(Pointing dataset records)
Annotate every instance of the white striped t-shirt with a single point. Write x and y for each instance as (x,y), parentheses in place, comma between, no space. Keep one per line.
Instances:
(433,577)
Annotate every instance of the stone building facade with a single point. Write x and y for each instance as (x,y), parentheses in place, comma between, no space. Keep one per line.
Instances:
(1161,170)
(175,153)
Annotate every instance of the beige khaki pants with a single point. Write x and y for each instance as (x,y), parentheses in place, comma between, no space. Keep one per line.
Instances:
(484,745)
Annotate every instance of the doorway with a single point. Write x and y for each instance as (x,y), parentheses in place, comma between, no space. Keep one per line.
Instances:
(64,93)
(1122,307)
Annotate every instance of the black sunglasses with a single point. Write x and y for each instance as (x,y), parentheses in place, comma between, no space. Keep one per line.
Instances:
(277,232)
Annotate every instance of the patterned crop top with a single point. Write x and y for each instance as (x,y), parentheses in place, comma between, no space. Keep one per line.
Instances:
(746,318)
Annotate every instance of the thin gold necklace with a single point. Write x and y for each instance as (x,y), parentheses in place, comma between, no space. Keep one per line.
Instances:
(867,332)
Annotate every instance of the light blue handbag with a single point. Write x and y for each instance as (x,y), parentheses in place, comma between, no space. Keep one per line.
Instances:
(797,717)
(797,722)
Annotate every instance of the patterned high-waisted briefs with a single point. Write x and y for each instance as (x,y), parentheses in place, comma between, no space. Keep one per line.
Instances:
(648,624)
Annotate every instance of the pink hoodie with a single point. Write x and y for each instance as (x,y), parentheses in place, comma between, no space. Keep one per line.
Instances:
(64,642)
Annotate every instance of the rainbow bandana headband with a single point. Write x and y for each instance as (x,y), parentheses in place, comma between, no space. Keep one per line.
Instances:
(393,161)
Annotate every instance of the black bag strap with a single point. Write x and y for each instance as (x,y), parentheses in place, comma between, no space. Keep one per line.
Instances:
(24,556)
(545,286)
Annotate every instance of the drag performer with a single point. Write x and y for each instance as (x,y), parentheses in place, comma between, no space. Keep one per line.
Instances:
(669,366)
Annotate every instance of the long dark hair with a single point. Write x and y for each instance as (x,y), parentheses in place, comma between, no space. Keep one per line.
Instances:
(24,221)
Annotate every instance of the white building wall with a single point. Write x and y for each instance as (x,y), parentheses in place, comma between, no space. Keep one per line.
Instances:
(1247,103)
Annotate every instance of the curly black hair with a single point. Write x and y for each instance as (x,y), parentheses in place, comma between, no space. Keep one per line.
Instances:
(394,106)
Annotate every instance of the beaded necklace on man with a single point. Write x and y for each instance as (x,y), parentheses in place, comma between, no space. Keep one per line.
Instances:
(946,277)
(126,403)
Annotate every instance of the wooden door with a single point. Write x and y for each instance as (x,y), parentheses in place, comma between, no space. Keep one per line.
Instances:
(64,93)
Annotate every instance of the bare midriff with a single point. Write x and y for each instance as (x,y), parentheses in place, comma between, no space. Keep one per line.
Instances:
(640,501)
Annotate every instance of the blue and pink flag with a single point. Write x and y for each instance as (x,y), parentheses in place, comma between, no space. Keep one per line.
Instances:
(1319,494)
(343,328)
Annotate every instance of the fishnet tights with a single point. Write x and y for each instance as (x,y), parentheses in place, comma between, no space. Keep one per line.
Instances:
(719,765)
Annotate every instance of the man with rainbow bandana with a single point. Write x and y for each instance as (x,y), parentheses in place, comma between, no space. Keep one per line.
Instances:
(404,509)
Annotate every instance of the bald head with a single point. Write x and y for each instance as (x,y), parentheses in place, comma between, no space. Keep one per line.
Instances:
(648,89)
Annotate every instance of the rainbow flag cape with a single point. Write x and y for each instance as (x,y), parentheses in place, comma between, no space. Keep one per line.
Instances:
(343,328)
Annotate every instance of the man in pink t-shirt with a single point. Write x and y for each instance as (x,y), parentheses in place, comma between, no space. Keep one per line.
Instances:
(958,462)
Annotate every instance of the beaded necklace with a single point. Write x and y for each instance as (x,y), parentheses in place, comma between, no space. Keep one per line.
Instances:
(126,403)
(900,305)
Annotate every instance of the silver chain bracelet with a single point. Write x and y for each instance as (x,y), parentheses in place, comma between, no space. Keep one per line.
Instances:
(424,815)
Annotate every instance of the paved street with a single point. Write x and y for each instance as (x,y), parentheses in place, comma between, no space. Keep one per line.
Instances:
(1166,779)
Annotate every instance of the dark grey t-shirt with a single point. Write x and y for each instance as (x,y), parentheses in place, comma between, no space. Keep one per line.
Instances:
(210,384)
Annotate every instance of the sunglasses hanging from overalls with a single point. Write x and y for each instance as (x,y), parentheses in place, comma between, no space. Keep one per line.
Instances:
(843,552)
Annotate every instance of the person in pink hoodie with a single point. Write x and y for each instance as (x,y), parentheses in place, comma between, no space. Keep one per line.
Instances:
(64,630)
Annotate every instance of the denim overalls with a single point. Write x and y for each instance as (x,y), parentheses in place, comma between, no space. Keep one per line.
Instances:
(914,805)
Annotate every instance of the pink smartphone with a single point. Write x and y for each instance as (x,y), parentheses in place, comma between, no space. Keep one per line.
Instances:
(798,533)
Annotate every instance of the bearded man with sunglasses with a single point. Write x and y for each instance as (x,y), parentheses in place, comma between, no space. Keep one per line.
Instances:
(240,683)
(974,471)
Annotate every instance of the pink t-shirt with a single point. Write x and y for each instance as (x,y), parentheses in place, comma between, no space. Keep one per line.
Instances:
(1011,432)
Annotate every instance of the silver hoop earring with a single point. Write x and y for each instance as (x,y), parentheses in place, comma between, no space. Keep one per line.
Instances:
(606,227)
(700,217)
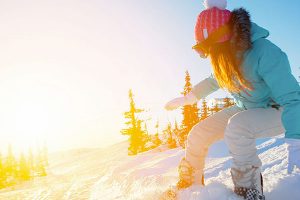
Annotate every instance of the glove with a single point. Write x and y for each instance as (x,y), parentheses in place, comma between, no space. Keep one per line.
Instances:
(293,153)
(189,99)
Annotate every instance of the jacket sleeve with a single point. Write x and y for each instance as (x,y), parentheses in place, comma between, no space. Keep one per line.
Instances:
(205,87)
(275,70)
==
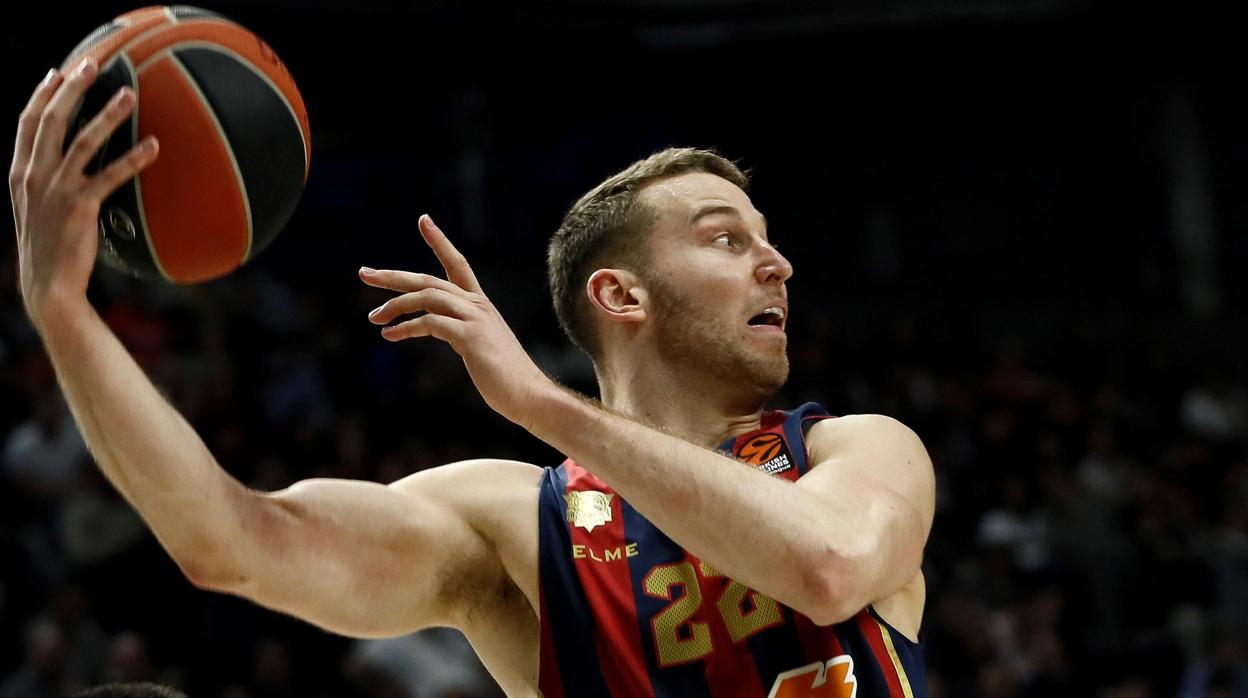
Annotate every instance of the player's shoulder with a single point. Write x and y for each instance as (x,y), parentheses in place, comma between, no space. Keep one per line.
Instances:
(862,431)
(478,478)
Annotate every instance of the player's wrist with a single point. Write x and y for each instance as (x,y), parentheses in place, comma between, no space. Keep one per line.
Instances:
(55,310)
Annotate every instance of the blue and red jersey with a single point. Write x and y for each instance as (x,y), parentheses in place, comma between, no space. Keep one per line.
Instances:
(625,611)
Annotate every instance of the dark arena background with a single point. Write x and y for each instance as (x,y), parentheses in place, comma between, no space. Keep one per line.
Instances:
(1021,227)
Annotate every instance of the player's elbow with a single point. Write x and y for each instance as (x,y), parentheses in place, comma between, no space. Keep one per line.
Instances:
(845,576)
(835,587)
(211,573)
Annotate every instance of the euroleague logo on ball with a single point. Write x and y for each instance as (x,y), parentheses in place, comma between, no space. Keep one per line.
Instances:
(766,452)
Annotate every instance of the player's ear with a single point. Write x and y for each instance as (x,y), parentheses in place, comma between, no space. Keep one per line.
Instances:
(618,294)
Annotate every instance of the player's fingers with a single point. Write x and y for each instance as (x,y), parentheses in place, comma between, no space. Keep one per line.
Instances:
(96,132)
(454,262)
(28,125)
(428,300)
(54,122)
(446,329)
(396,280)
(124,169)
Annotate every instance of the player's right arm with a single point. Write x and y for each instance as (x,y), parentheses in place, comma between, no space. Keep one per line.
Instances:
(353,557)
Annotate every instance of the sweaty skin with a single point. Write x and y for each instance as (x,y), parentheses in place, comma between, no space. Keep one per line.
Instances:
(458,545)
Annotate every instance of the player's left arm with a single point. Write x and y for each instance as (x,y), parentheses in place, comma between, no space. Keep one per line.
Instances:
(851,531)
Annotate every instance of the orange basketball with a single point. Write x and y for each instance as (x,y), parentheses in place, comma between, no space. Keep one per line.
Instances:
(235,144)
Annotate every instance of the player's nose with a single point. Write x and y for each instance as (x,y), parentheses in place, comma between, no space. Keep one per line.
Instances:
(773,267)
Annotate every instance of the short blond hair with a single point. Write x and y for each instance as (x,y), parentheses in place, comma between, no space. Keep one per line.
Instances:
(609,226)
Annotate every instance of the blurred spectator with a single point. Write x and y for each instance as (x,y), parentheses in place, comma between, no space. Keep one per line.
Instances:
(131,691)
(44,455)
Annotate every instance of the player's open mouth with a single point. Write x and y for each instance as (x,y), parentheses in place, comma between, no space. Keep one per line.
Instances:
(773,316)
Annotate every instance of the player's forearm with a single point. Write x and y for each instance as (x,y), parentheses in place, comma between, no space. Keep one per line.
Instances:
--
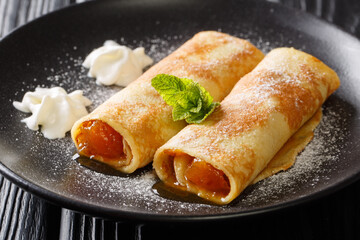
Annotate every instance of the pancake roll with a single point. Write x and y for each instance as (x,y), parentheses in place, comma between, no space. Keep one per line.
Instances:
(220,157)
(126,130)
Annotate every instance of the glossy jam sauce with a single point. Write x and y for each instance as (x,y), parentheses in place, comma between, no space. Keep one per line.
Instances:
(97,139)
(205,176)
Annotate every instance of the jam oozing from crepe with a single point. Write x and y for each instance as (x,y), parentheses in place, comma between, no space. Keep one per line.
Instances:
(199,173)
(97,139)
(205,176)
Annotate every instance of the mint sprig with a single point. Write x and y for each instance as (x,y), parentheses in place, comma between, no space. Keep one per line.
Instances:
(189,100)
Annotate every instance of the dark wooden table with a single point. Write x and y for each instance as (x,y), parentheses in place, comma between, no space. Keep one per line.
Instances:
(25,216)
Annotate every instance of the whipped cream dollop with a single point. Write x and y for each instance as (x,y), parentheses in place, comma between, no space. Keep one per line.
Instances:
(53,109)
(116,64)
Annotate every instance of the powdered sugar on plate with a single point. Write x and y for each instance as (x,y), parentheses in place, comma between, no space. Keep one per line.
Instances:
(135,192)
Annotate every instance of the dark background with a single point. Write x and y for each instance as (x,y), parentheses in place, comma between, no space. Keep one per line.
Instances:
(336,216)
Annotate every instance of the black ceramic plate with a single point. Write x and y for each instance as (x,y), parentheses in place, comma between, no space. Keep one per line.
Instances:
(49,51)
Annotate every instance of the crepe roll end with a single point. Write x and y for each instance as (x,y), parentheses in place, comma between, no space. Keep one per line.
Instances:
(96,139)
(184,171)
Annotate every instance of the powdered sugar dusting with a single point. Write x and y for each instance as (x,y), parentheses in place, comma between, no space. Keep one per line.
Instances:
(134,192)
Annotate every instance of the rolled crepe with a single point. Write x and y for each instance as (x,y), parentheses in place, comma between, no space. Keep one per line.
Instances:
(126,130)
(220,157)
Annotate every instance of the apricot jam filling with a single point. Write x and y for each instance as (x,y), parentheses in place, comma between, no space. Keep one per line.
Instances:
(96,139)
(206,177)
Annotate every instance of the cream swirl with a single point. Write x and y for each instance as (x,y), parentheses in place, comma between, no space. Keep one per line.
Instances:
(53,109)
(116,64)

#### Exercise:
Locate each line in the records above that contains the string "flag", and copy those lines. Matching is case-sensitive.

#### The solution:
Annotate every instance of the blue and pink flag with a single point. Write x and y for each instance as (x,y), parentheses in place, comma between, no space. Keep one per line.
Annotate every instance of the rainbow flag cape with a single point. Write x and y for each instance as (x,y), parentheses in place, comma between, no space. Keep one per line.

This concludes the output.